_PROBLEM DESCRIPTION:_
Every record below, from the first line to the last, is to be set down again exactly.
=== INFORMATION ===
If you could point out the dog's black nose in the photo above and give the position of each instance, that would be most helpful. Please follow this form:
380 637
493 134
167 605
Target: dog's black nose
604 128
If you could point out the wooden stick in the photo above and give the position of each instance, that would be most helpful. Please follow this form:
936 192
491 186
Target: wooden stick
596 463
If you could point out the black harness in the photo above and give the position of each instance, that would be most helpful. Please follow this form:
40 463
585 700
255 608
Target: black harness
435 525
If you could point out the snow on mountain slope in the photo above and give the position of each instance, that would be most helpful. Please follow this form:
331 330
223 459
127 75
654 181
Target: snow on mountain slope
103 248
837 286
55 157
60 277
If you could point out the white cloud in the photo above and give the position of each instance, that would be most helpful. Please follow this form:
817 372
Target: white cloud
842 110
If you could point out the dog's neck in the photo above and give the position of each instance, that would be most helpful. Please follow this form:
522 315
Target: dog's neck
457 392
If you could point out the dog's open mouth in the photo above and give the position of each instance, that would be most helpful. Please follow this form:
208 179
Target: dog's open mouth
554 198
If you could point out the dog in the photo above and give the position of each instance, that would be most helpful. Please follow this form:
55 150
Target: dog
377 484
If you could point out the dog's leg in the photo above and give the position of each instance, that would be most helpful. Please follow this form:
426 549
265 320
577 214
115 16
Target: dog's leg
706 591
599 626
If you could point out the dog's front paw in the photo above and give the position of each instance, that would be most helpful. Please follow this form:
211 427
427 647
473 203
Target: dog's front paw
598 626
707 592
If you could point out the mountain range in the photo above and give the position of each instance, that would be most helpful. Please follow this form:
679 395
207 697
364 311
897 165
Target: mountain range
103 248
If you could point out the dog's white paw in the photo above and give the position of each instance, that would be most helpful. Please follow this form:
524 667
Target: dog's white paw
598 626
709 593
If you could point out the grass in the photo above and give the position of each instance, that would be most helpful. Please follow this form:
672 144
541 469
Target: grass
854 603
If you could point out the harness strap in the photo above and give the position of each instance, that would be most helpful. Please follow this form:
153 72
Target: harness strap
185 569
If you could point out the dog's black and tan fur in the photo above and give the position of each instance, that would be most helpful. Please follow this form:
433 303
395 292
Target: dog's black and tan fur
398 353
===
_ANSWER BOX:_
If you could point out the dog's black nose in the photo above and give the position of each instance, that would be most helpful. Please follow this form:
380 637
493 134
167 605
Target: dog's black nose
604 128
If you could point out the wooden stick in the photo above and give the position of each instance, that would be most helpful. Please follow this form:
936 192
491 186
Target: wooden stick
596 463
If you could point out the black harness in the photo above and give the position of each instance, that would be most helpful. Please follow this form:
40 463
585 700
255 608
Target: black harness
435 525
If you could point out the snow on mountain slope in the photo above and give the position of each instance, that would be most helpful. Please follow this form:
331 330
223 459
127 75
654 181
Target: snow on mountain slope
103 248
837 286
55 157
60 277
If you could point out the white cloud in the photo above and give the position of each instance, that would be most helpful. Please follow this form:
817 372
Target: white cloud
842 110
If you could point out the dog's neck in the photo above and give the position of each instance, that would be most helpful. Please follow this form:
522 315
Target: dog's neck
457 392
If you could point out the dog's open mouth in the photo above and give the position of each instance, that would be most helpful. Please follow this form:
208 179
Target: dog's open mouth
554 198
If you could point out the dog in the photo above and give the position of each instance, that would be most helpful. Please follow this form:
55 150
Target: dog
377 484
If you could point out the dog's leg in the photo above and give the position of each instance, that would be most helpful. Please follow this form:
426 549
265 320
577 214
115 16
Target: dog's leg
706 591
599 626
If you could point out the dog's front paw in the photo above and give the position of each instance, that would be most helpful. Please follow this form:
211 427
427 647
473 203
Target: dog's front paw
598 626
707 592
If you could point out the mountain range in the photo above and give the position of each instance, that would be most helpful. Please follow this form:
679 395
207 697
364 311
897 165
Target: mountain range
103 248
If you could point out the dog's white paw in the photo above and give the position of each instance, that would be most helpful. Please follow this form:
524 667
Target: dog's white paw
598 626
709 593
If you could point out the grass in the photo above and give the position of each instance, that would be most helpful. Please follow this form:
672 144
541 469
Target: grass
854 603
If you could point out the harness strap in the photo above and give the position of each instance, that would be most helpful. Please follow this form:
153 72
Target: harness strap
185 569
If you could point out the dog's black and tan fur in the photo above and give the position of each instance, that would be most helpful. Please follow this form:
433 303
395 292
Target: dog's black and tan fur
398 353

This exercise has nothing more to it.